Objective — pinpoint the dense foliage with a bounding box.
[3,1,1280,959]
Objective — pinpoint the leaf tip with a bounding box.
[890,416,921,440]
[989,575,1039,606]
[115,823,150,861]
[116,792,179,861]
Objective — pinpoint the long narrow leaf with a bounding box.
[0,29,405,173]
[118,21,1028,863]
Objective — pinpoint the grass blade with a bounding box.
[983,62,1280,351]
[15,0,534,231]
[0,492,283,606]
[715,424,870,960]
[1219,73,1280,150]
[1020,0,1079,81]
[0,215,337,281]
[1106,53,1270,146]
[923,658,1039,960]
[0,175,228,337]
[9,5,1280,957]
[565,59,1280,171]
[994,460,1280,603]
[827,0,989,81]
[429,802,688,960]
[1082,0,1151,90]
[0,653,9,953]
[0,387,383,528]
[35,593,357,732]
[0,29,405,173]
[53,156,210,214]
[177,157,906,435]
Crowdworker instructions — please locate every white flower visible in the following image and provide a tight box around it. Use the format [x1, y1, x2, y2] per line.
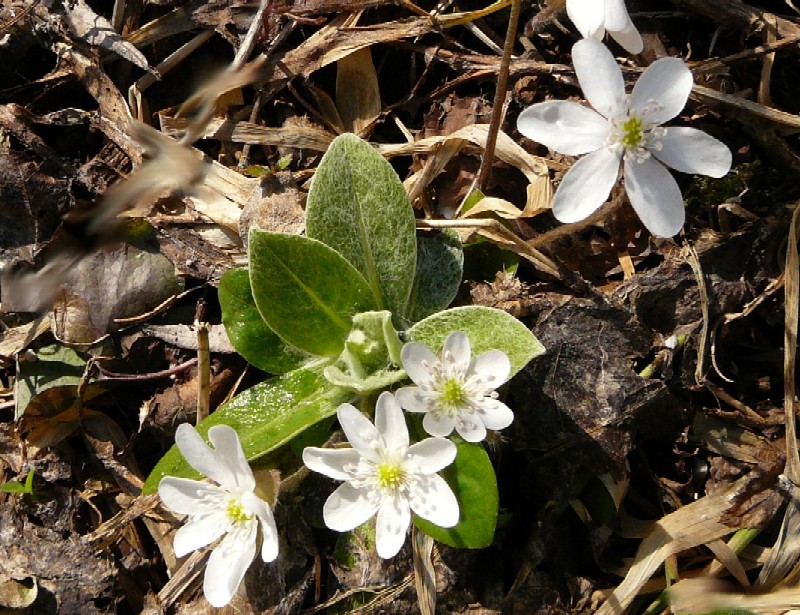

=-=-=

WORK TASK ▸
Transcribe each entry above without alteration, but keep the pictures out.

EXERCISE SOLUTION ▸
Objective — pinpoint the dense foliage with a bounding box.
[3,1,1280,959]
Objective — pinpoint the leaf tip with a bounding box.
[890,416,921,440]
[989,575,1039,606]
[115,823,150,861]
[116,792,179,861]
Objective — pinpoint the long narrow leaf with a bounding box.
[0,29,405,173]
[118,21,1028,863]
Objective — pinpoint the grass blade with a bounding box.
[983,62,1280,351]
[15,0,534,231]
[0,492,283,606]
[715,424,870,960]
[1219,73,1280,150]
[1020,0,1079,81]
[0,215,337,281]
[1106,53,1270,146]
[923,658,1039,960]
[0,175,228,337]
[9,5,1280,957]
[565,59,1280,171]
[994,460,1280,603]
[827,0,989,81]
[429,802,688,960]
[1082,0,1151,90]
[0,653,9,953]
[0,387,383,528]
[35,593,357,732]
[0,29,405,173]
[53,156,210,214]
[177,157,906,435]
Crowdworker instructions — please locate every white flower visible in the following image and provide a tight box around it. Use the format [x1, y1, x2, y2] per line.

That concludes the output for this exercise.